# Provided text

These numbers are pretty crocked. For the B-26 the DGW is 26,734 lbs. according to T.O. No. 01-35EA-1, March 1942.
Normal gross load is listed at 28,706 lbs.
Max alternate load is 33,326 lbs.
In a later edition the pilot's notes carry a caveat against take offs if above 36,500 lbs
Max G-load is -1.5/+3.5 up to 31,000 lbs, -1.5/+2.5 above 31,000 lbs., 
Not sure if this is the load factor or only the safe operating limits.


----------



## Shortround6 (Sep 14, 2018)

Zipper730 said:


> * I'm not sure how design weight is heavier than maximum takeoff, but...
> ** The initial P-40 variant has no letter attached to it (P-40 Flat)
> ** The initial P-51 variant has no letter attached to it (P-51 Flat)
> *** The RAF Airacobra is similar to our P-39D except that the cannon is different
> ...



*The Tomahawk MK 1 was not quite equivalent to any P-40. Differences in armor, self sealing tanks and minor equipment fell between the US P-40 models.
The P-40 (no letter) only had a single .30 cal gun in each wing and no protection. 
** the Mustang I and IA were different models. They had different armament and different model Allison engines. 
The Ventura I was the original paid for in cash Ventura, The B-34 came in with lend lease. The Ventura I used 1850hp R-2800 engines, later Venturas used 2000hp engines (B-27 used 1700 Wright R-2600s) 

**** If you have Boston that grosses 20,000lbs it has R-2600 engines and not the R-1830 engines of the DB-7. Confusing things is there were DB-7As and DB-7Bs
which were quite different than the original DB-7. 

***** In the early days when the B-25*B *gained 3900lbs gross over the B-25*A *and the B-26A was running light itself (like two 30 cal guns and three .50 cal guns and 200 rounds per .50 cal gun).

Reactions: Informative Informative:
1 | Like List reactions


----------



## Zipper730 (Sep 15, 2018)

Greg Boeser said:


> These numbers are pretty crocked.


I'm not entirely surprised.


> For the B-26 the DGW is 26,734 lbs. according to T.O. No. 01-35EA-1, March 1942.
> Normal gross load is listed at 28,706 lbs.
> Max alternate load is 33,326 lbs.
> In a later edition the pilot's notes carry a caveat against take offs if above 36,500 lbs
> Max G-load is -1.5/+3.5 up to 31,000 lbs, -1.5/+2.5 above 31,000 lbs.


On all variants?



Shortround6 said:


> The Tomahawk MK 1 was not quite equivalent to any P-40. Differences in armor, self sealing tanks and minor equipment fell between the US P-40 models.


That's good to know, I'll amend that.

(Data items)
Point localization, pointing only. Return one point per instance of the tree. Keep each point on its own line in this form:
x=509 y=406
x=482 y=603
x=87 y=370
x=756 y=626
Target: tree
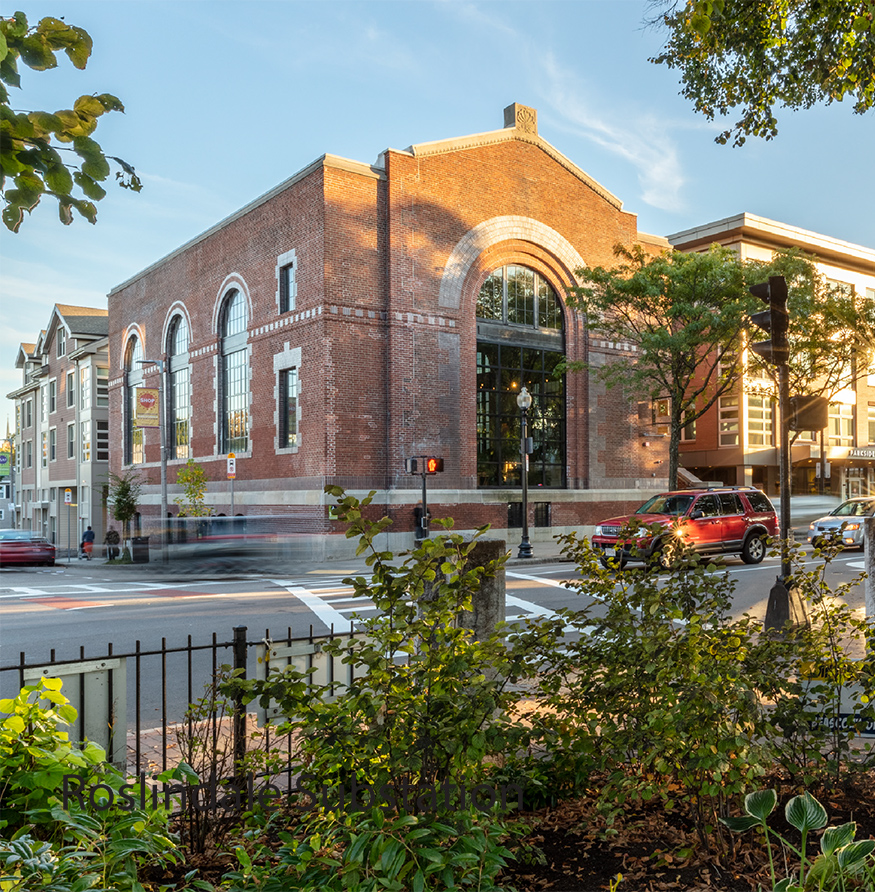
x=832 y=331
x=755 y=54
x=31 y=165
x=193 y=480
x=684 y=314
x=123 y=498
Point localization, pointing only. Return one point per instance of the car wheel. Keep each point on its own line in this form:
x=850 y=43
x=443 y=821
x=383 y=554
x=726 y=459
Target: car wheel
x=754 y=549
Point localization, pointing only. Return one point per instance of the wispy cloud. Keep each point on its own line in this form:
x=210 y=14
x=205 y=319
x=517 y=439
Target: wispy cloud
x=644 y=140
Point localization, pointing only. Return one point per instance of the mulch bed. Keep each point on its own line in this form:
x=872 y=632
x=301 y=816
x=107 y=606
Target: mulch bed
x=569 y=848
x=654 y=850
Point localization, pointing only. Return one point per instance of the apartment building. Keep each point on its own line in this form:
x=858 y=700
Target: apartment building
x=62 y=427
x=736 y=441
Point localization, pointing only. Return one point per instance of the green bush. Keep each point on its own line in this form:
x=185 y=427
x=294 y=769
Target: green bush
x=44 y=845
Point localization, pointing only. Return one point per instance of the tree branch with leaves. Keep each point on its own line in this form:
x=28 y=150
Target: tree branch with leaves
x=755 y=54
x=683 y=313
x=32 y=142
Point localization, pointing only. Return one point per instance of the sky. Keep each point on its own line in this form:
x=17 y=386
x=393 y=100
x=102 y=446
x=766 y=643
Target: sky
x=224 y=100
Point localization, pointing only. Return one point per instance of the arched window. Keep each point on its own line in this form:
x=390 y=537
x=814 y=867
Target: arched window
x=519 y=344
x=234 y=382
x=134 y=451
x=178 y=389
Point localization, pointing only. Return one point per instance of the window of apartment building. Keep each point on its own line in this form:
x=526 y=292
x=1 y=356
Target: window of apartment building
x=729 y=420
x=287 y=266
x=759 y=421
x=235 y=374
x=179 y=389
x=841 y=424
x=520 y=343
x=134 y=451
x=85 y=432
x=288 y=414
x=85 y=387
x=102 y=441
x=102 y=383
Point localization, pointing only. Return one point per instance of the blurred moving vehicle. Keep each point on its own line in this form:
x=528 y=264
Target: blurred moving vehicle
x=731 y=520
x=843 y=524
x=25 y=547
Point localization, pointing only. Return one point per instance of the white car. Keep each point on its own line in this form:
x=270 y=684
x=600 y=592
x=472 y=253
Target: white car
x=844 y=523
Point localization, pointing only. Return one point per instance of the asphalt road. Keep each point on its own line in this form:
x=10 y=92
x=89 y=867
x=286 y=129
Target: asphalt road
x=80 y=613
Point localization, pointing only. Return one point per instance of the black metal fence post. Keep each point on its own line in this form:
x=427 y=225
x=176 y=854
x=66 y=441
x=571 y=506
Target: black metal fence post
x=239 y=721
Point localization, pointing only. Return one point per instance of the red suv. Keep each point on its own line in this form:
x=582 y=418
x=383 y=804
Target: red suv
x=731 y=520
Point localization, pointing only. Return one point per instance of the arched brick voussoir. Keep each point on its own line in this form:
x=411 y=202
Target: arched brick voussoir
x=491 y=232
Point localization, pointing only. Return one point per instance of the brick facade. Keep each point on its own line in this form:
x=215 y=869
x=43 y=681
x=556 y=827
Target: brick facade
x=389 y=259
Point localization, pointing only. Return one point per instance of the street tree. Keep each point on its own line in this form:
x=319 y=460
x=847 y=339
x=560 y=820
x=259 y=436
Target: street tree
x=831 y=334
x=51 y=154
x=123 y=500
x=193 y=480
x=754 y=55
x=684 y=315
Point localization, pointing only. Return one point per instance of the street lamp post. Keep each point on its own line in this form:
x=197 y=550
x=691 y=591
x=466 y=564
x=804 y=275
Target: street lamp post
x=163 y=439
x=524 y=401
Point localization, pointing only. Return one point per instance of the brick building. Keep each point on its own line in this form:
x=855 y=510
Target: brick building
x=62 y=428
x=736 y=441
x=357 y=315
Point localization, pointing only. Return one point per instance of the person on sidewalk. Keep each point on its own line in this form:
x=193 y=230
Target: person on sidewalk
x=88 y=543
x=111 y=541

# Exercise details
Extend the forum discussion of aircraft weights and variants, beginning after its final line. The items are not required here.

# Answer to the problem
> ** the Mustang I and IA were different models. They had different armament and different model Allison engines.


I'm not sure which one is listed


> The Ventura I was the original paid for in cash Ventura, The B-34 came in with lend lease. The Ventura I used 1850hp R-2800 engines, later Venturas used 2000hp engines (B-27 used 1700 Wright R-2600s)


So it doesn't neatly fit into any category?


> **** If you have Boston that grosses 20,000lbs it has R-2600 engines and not the R-1830 engines of the DB-7. Confusing things is there were DB-7As and DB-7Bs
> which were quite different than the original DB-7.


Didn't know that, but I thought the A-20 could only take 3.0/4.5g?


> ***** In the early days when the B-25*B *gained 3900lbs gross over the B-25*A *and the B-26A was running light itself (like two 30 cal guns and three .50 cal guns and 200 rounds per .50 cal gun).


Now that's pretty informative!


----------



## Greg Boeser (Sep 15, 2018)

Zipper730 said:


> On all variants?


Just B-26 and B-26A.

Reactions: Like Like:
1 | Like List reactions


----------



## Zipper730 (Sep 16, 2018)

Greg Boeser said:


> Just B-26 and B-26A.


I meant load factor. Basically I'm curious if I should put 31000 pounds as a design gross-weight and 3.5 x 1.5 for that, and for GTOW, should I put 28706 or 33326?


----------



## Zipper730 (Apr 25, 2019)

Greg Boeser


S
 Shortround6

I'm looking into something else, why are the design weights higher than the MTOW's in some of the aircraft listed? That makes no sense at all...


----------



## Greg Boeser (Apr 26, 2019)

Maybe the chart is crocked.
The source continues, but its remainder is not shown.